Task goal:
Convert every line of the records below into a JSON list of strings, with one string per line and blank lines omitted.

Material provided:
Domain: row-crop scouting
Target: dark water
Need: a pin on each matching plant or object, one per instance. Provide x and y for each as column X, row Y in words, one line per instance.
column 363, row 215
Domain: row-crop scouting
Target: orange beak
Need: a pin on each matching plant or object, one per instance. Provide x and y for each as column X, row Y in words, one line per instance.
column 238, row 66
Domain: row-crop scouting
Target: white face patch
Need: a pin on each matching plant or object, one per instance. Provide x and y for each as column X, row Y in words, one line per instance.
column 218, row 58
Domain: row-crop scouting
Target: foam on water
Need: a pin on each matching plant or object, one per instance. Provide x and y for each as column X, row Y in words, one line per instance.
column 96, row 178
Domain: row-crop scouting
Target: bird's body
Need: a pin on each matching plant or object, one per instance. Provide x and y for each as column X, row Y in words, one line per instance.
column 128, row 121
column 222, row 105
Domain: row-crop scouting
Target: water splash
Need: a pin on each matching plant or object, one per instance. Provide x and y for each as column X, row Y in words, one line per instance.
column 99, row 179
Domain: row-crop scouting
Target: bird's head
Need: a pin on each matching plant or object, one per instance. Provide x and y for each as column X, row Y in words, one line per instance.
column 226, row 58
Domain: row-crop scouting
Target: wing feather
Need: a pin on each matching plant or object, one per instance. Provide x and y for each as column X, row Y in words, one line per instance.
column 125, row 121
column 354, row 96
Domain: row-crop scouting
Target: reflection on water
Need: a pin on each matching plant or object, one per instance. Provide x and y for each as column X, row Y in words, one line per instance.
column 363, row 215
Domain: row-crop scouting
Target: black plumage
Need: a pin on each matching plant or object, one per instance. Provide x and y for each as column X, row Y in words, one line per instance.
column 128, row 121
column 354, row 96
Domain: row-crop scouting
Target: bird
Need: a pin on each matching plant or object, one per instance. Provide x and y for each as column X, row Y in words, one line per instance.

Reply to the task:
[
  "Domain: row-crop scouting",
  "Target: dark water",
  "Need: a pin on each matching plant or object, one per instance. Provide x and y for each as column X, row Y in words, one line per instance.",
  "column 363, row 215",
  "Domain: row-crop scouting",
  "Target: orange beak",
  "Need: a pin on each matching plant or object, one per instance. Provide x and y for each as column X, row Y in words, one line per instance.",
  "column 238, row 66",
  "Domain: row-crop scouting",
  "Target: white face patch",
  "Need: a pin on each matching plant or object, one per instance. Provide x and y for each as column X, row Y in words, one line per instance.",
  "column 218, row 58",
  "Domain: row-crop scouting",
  "Target: foam on water",
  "Need: a pin on each matching plant or object, one per instance. Provide x and y for each as column X, row Y in words, one line per instance.",
  "column 96, row 178",
  "Domain: row-crop scouting",
  "Target: bird's body",
  "Need: a pin on each matching plant or object, one per instance. Provide x and y for each as column X, row Y in words, one line per instance.",
  "column 128, row 121",
  "column 222, row 105",
  "Domain: row-crop scouting",
  "Target: water splash",
  "Need: a pin on each matching plant or object, one per instance. Provide x and y for each as column X, row Y in words, one line per instance.",
  "column 99, row 179",
  "Domain: row-crop scouting",
  "Target: bird's head",
  "Need: a pin on each matching plant or object, one per instance. Provide x and y for each as column X, row Y in words, one line per instance.",
  "column 226, row 58",
  "Domain: row-crop scouting",
  "Target: wing feather",
  "Need: a pin on each matching plant or object, one per instance. Provide x and y for each as column X, row Y in words, one line per instance.",
  "column 125, row 121",
  "column 354, row 96",
  "Domain: row-crop scouting",
  "Target: reflection on water",
  "Need: a pin on each matching plant or object, one per instance. Provide x and y for each as column X, row Y in words, one line per instance.",
  "column 363, row 215",
  "Domain: row-crop scouting",
  "Target: black plumage",
  "Need: a pin on each matching plant or object, one per instance. Provide x and y for each as column X, row Y in words, one line per instance.",
  "column 128, row 121",
  "column 354, row 96",
  "Domain: row-crop scouting",
  "Target: bird",
  "Need: a pin on each matching plant or object, one per instance. Provide x and y for each as column X, row Y in words, one line per instance."
]